## Directive:
Rewrite all of the records below as a numbered list. Skip blank lines and leave out the pictures.

>> BEGIN

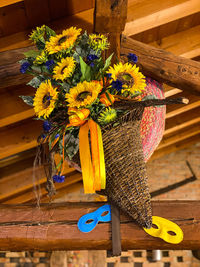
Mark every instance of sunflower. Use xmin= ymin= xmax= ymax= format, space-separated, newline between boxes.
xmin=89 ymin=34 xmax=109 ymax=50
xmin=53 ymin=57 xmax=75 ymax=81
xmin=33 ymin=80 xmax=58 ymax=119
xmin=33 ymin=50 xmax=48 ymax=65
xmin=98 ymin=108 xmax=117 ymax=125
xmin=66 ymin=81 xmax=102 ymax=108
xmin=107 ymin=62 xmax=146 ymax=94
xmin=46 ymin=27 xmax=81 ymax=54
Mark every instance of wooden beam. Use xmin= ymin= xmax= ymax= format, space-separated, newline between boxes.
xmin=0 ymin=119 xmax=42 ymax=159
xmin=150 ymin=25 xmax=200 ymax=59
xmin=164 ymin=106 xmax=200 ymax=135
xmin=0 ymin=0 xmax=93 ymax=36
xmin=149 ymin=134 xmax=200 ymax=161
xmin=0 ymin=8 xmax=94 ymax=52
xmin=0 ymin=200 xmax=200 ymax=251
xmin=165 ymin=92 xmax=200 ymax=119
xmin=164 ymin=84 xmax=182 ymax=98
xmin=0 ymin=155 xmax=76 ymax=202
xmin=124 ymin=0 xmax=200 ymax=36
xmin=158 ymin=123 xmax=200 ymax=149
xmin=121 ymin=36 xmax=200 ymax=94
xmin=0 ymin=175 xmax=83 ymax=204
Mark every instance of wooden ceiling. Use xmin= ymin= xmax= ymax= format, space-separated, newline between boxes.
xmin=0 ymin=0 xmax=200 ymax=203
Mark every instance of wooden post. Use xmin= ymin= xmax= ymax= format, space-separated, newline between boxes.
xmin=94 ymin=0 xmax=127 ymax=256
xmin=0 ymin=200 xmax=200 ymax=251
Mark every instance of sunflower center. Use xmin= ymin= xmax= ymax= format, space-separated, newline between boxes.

>> END

## Solution to this exercise:
1. Mark every instance of sunflower. Use xmin= ymin= xmax= ymax= format, space-separated, newline between boxes.
2. xmin=89 ymin=34 xmax=109 ymax=50
3. xmin=53 ymin=57 xmax=75 ymax=81
4. xmin=33 ymin=80 xmax=58 ymax=119
5. xmin=33 ymin=50 xmax=48 ymax=65
6. xmin=98 ymin=108 xmax=117 ymax=125
7. xmin=66 ymin=81 xmax=102 ymax=108
8. xmin=107 ymin=62 xmax=146 ymax=94
9. xmin=46 ymin=27 xmax=81 ymax=54
10. Mark every instance of wooden beam. Use xmin= ymin= xmax= ymax= format, space-separated, newline between boxes.
11. xmin=0 ymin=119 xmax=42 ymax=159
12. xmin=150 ymin=25 xmax=200 ymax=59
13. xmin=164 ymin=106 xmax=200 ymax=135
14. xmin=0 ymin=0 xmax=93 ymax=36
15. xmin=149 ymin=134 xmax=200 ymax=161
16. xmin=0 ymin=8 xmax=94 ymax=52
17. xmin=0 ymin=200 xmax=200 ymax=251
18. xmin=165 ymin=92 xmax=200 ymax=119
19. xmin=164 ymin=84 xmax=182 ymax=98
20. xmin=0 ymin=155 xmax=76 ymax=202
21. xmin=124 ymin=0 xmax=200 ymax=36
22. xmin=158 ymin=123 xmax=200 ymax=149
23. xmin=121 ymin=36 xmax=200 ymax=94
24. xmin=0 ymin=175 xmax=83 ymax=204
25. Mark every instance of wooden ceiling. Use xmin= ymin= xmax= ymax= format, space-separated, newline between boxes.
26. xmin=0 ymin=0 xmax=200 ymax=203
27. Mark every instance of wooden post. Use xmin= ymin= xmax= ymax= format, space-separated, newline between boxes.
28. xmin=94 ymin=0 xmax=127 ymax=256
29. xmin=0 ymin=200 xmax=200 ymax=251
30. Mark every instance of sunflower center. Use xmin= ymin= xmax= ymax= format, space-separated, newline between boxes.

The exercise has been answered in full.